# [Photo-based referring expression data]
:::::
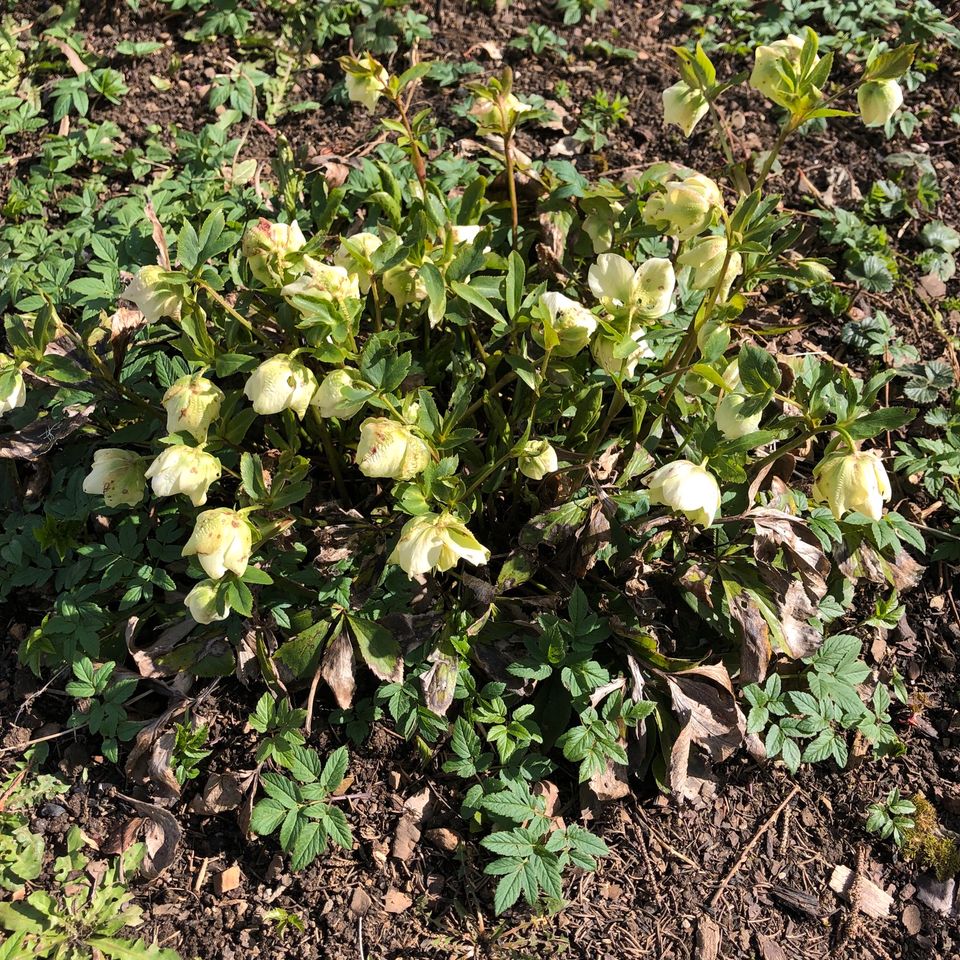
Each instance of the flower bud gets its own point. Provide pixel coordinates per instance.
(14, 389)
(390, 449)
(686, 488)
(852, 481)
(183, 469)
(436, 542)
(117, 475)
(404, 284)
(153, 296)
(879, 100)
(192, 404)
(684, 106)
(648, 290)
(538, 459)
(704, 257)
(201, 601)
(366, 243)
(281, 383)
(222, 540)
(322, 281)
(267, 247)
(572, 322)
(729, 421)
(684, 208)
(366, 82)
(497, 116)
(814, 271)
(332, 398)
(605, 350)
(766, 77)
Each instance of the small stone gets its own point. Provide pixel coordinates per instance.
(396, 902)
(226, 880)
(360, 902)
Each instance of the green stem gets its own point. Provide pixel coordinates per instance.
(333, 458)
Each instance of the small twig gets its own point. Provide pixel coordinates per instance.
(852, 925)
(744, 853)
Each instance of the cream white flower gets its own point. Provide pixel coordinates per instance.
(222, 540)
(117, 476)
(404, 284)
(879, 100)
(183, 469)
(850, 482)
(331, 398)
(684, 107)
(390, 449)
(648, 290)
(572, 322)
(684, 208)
(267, 248)
(322, 281)
(704, 258)
(537, 459)
(201, 601)
(436, 542)
(366, 86)
(729, 420)
(154, 297)
(192, 404)
(766, 77)
(366, 243)
(605, 348)
(494, 117)
(15, 394)
(281, 383)
(686, 488)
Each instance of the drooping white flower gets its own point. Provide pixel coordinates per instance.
(365, 244)
(605, 349)
(766, 77)
(117, 476)
(704, 258)
(222, 540)
(281, 383)
(183, 469)
(684, 107)
(572, 322)
(684, 208)
(201, 601)
(267, 248)
(15, 393)
(436, 542)
(390, 449)
(647, 290)
(192, 404)
(852, 481)
(154, 297)
(687, 488)
(730, 422)
(537, 459)
(366, 83)
(331, 398)
(879, 100)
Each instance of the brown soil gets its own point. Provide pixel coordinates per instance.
(648, 898)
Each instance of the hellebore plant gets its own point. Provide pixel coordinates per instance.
(410, 401)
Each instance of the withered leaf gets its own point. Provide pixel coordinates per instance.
(440, 681)
(337, 669)
(168, 831)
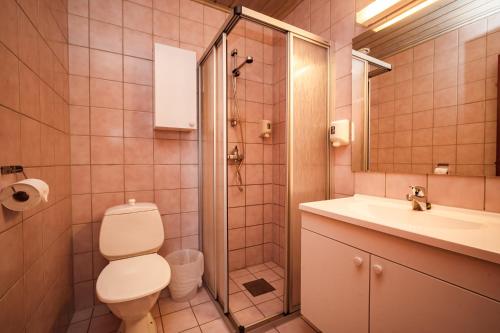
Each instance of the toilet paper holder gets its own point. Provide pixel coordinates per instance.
(10, 169)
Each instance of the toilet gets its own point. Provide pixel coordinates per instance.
(130, 284)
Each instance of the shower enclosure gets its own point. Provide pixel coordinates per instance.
(263, 112)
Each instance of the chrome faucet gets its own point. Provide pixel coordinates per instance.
(418, 198)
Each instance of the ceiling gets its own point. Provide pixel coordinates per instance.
(276, 8)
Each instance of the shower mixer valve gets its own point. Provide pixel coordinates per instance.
(235, 155)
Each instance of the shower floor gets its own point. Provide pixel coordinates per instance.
(247, 309)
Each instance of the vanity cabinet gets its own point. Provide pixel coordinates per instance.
(359, 280)
(335, 280)
(405, 300)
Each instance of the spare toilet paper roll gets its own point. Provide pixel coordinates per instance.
(24, 194)
(441, 170)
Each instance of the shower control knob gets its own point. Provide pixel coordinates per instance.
(377, 269)
(358, 261)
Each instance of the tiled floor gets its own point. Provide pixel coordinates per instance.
(199, 315)
(247, 309)
(296, 325)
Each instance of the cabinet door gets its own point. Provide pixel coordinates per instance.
(335, 278)
(405, 300)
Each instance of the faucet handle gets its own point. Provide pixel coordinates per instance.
(417, 191)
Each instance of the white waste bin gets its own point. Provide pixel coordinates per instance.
(187, 269)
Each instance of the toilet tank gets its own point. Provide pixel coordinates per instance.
(130, 230)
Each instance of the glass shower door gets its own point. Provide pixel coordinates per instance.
(213, 174)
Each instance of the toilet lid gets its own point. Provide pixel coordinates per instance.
(132, 278)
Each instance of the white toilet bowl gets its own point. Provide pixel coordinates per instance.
(130, 287)
(130, 284)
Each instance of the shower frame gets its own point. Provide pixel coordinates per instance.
(220, 41)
:::::
# [TASK BRIEF]
Retype the data shown above exactly, excluding any picture it contains.

# [SOLUTION FOR THIS EXERCISE]
Each instance of the flower bud gets its own point. Provide pixel coordinates per instance.
(14, 389)
(390, 449)
(686, 488)
(852, 481)
(183, 469)
(436, 542)
(117, 475)
(404, 284)
(153, 296)
(879, 100)
(192, 404)
(684, 106)
(648, 290)
(538, 459)
(704, 257)
(201, 601)
(366, 243)
(281, 383)
(222, 540)
(322, 281)
(267, 247)
(572, 322)
(729, 421)
(684, 208)
(366, 82)
(497, 116)
(814, 271)
(332, 398)
(605, 350)
(766, 77)
Each instance of the small stone gets its own point. Provide pixel coordinates per instance.
(396, 902)
(226, 880)
(360, 902)
Each instance of the green stem gets its own point. Provide pixel coordinates per instance.
(333, 458)
Each instance of the small twig gets its own point. Provide pixel coordinates per instance.
(852, 925)
(744, 853)
Each instance of the cream white flower gets its own point. Provide pixel coordinates per instance.
(222, 540)
(117, 476)
(404, 284)
(879, 100)
(183, 469)
(850, 482)
(331, 398)
(684, 107)
(390, 449)
(648, 290)
(572, 322)
(684, 208)
(267, 248)
(322, 281)
(704, 258)
(537, 459)
(201, 601)
(436, 542)
(366, 86)
(729, 420)
(154, 297)
(192, 404)
(766, 77)
(366, 243)
(605, 348)
(494, 117)
(15, 394)
(281, 383)
(686, 488)
Each instance of the drooping white flower gets its own point. Provide pixel coordinates per instance.
(365, 244)
(605, 349)
(766, 77)
(117, 476)
(704, 258)
(222, 540)
(281, 383)
(183, 469)
(684, 107)
(572, 322)
(684, 208)
(201, 601)
(267, 248)
(15, 393)
(436, 542)
(390, 449)
(647, 290)
(192, 404)
(852, 481)
(154, 297)
(687, 488)
(730, 422)
(537, 459)
(366, 83)
(331, 398)
(879, 100)
Each instance of the brown soil gets its own point. Provide pixel coordinates per instance.
(648, 898)
Each instance of the hellebore plant gets its own point. Provide pixel coordinates per instance.
(410, 401)
Each instance of the withered leaf gets its own point. Provide pixel coordinates per instance.
(440, 681)
(337, 669)
(168, 831)
Each instance of the toilet paper holder gets its own point. Provide pixel coordinates per instance.
(10, 169)
Each instance of the toilet gets its own point. Provide pixel coordinates per instance.
(130, 284)
Each instance of the shower enclosure gets its own point. Provide pixel coordinates per instance.
(263, 112)
Each instance of the chrome faucet gets its own point. Provide pixel coordinates per instance.
(418, 198)
Each instance of the ceiling gets its own point. Provide pixel coordinates per instance.
(276, 8)
Each instance of the shower mixer valve gets its own point. Provide pixel coordinates per instance.
(235, 155)
Each instance of the shower floor gets its own point. Provide pixel coordinates per instance.
(247, 309)
Each instance of the vanity cabinet gets its own point. Provide pixel coordinates per instance.
(359, 280)
(335, 280)
(405, 300)
Each instance of the spare toilet paper roll gets its own point. Provide pixel coordinates per instance.
(24, 194)
(441, 170)
Each instance of the shower control knob gets its own point. Provide pixel coordinates per instance.
(377, 269)
(358, 261)
Each instance of the tiled floor gets its own point. Provide pixel coordinates per instance.
(199, 315)
(247, 309)
(296, 325)
Each instance of the cabinet door gets its own point. Provide pixel coordinates per instance.
(335, 278)
(405, 300)
Each instance of the faucet handle gets its own point. Provide pixel coordinates per instance.
(417, 191)
Each instance of the white waste bin gets its own point. Provide pixel coordinates per instance.
(187, 269)
Each instance of the toilet tank gets its own point. Provide pixel coordinates per instance.
(130, 230)
Each instance of the glass shower door gets its own point. Provide pixel coordinates per instance.
(213, 174)
Each instance of the toilet lid gets its own point. Provide pixel coordinates per instance.
(132, 278)
Each instance of the white toilet bowl gets its own point. Provide pixel coordinates per instance.
(130, 287)
(130, 284)
Each instance of the shower frame gets its own point. Provide pixel coordinates per instance.
(220, 41)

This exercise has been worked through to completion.